Directions for this task: Below are some records; copy everything from the line containing "# test: mark the ornate" down to the line containing "point(640, 409)", reproducing each line verbatim.

Data for this task:
---*---

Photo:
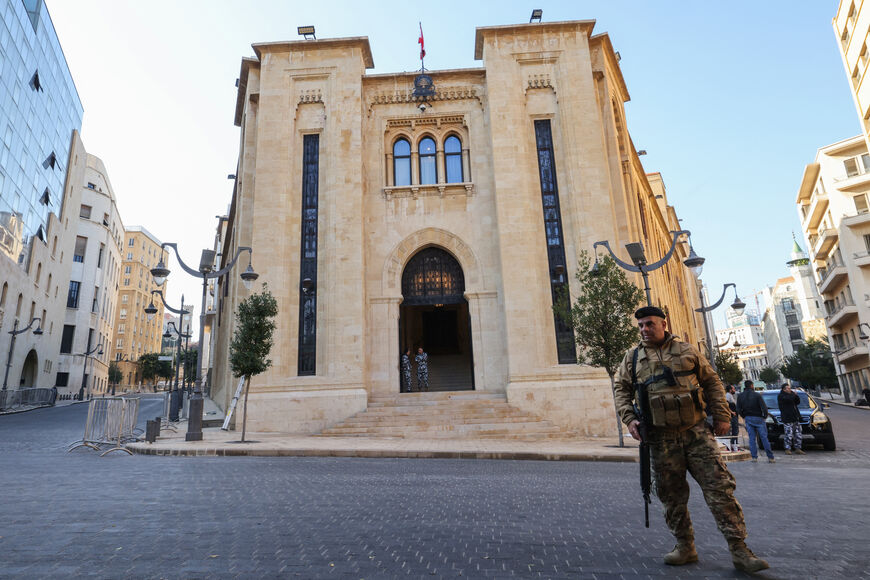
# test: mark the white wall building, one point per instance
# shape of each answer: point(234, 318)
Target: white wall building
point(93, 286)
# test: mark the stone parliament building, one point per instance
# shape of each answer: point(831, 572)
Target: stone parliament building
point(442, 210)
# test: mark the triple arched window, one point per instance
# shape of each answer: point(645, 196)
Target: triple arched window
point(429, 169)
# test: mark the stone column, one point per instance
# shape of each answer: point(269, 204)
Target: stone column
point(415, 168)
point(390, 170)
point(466, 167)
point(384, 351)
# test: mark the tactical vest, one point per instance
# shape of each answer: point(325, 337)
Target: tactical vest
point(674, 398)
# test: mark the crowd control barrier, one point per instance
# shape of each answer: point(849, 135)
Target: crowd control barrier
point(110, 424)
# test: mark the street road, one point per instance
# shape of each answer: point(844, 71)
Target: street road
point(79, 515)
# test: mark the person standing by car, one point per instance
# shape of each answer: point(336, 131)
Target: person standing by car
point(731, 399)
point(750, 406)
point(791, 419)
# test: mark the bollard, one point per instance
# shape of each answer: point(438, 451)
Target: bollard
point(151, 430)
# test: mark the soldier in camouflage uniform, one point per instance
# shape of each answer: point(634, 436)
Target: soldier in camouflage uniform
point(422, 360)
point(675, 372)
point(406, 372)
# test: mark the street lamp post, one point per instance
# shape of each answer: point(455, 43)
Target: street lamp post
point(639, 264)
point(205, 273)
point(738, 306)
point(150, 311)
point(15, 332)
point(87, 354)
point(175, 399)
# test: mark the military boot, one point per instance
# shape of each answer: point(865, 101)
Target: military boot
point(744, 560)
point(683, 553)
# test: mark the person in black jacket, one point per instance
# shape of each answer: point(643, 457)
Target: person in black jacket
point(791, 418)
point(751, 407)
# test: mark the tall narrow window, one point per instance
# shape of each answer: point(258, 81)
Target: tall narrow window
point(428, 173)
point(72, 297)
point(453, 159)
point(553, 229)
point(308, 263)
point(79, 253)
point(401, 162)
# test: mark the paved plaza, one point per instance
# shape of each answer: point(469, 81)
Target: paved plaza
point(79, 515)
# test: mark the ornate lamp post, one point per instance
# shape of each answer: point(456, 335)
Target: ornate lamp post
point(15, 332)
point(639, 263)
point(738, 305)
point(205, 273)
point(87, 354)
point(150, 311)
point(175, 397)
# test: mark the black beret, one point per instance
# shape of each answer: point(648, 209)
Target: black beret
point(649, 311)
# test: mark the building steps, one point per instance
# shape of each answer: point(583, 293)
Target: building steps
point(445, 415)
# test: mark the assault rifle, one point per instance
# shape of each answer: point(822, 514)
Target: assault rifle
point(640, 409)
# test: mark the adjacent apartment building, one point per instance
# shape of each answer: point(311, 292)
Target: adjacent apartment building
point(443, 210)
point(92, 290)
point(40, 116)
point(833, 207)
point(793, 311)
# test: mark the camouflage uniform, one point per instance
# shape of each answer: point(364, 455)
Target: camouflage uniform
point(422, 361)
point(406, 373)
point(674, 452)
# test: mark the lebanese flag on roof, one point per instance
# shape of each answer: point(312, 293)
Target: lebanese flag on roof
point(420, 42)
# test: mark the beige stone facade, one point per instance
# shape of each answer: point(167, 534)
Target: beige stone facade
point(469, 190)
point(852, 27)
point(134, 333)
point(834, 208)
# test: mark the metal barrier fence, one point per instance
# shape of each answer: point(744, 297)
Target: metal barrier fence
point(27, 397)
point(111, 422)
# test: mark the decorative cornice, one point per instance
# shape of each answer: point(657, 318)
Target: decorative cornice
point(407, 96)
point(439, 189)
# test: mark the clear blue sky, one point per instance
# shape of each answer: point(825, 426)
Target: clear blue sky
point(730, 100)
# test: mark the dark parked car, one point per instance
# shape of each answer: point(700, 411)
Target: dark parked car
point(815, 425)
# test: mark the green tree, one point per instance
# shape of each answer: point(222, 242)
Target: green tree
point(148, 366)
point(252, 340)
point(602, 316)
point(115, 375)
point(811, 365)
point(769, 375)
point(728, 369)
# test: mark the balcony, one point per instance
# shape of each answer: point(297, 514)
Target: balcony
point(834, 274)
point(853, 351)
point(823, 244)
point(862, 259)
point(843, 314)
point(856, 220)
point(818, 206)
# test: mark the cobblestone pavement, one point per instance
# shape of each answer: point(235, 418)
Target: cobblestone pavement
point(79, 515)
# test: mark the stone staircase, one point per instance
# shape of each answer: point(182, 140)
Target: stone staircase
point(445, 415)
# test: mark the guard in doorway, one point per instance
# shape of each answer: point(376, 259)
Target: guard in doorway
point(422, 360)
point(406, 371)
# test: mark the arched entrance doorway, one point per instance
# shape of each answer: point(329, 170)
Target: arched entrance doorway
point(29, 371)
point(434, 315)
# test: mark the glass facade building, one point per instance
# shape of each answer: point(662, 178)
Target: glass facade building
point(39, 109)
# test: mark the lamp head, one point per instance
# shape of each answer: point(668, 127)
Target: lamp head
point(248, 277)
point(694, 263)
point(595, 271)
point(150, 310)
point(159, 273)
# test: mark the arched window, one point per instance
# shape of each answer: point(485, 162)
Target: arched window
point(402, 162)
point(453, 159)
point(428, 174)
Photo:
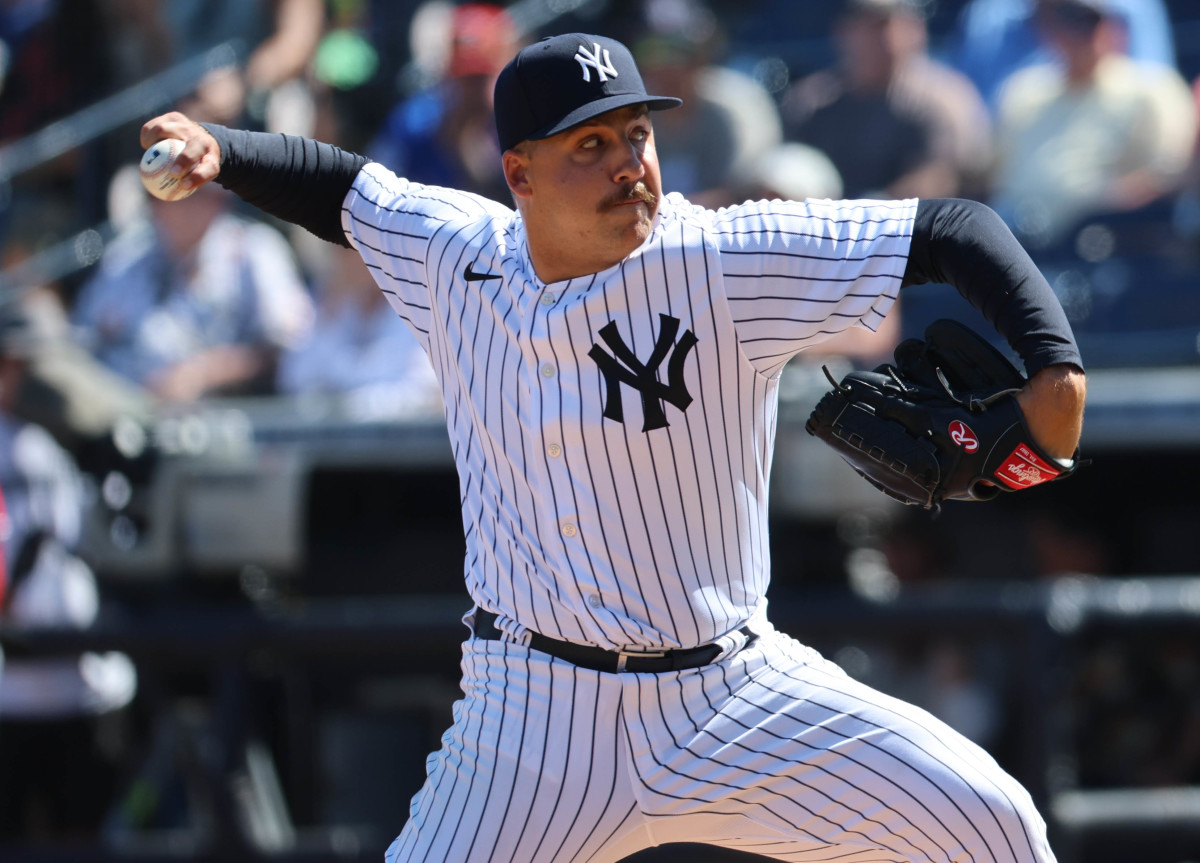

---*---

Worked answer:
# test: mark the ornate lamp post, one point per instance
# shape of each answer: point(456, 335)
Target: ornate lamp post
point(15, 332)
point(639, 263)
point(738, 305)
point(205, 273)
point(87, 354)
point(150, 311)
point(175, 397)
# test: mark the black beret, one point per instance
# shape of each answer: point(648, 209)
Target: black beret
point(649, 311)
# test: mark the building steps, one point per instance
# shape of each answer: point(583, 293)
Target: building steps
point(445, 415)
# test: mark the assault rifle, one point per instance
# shape of each answer: point(822, 514)
Target: assault rifle
point(640, 409)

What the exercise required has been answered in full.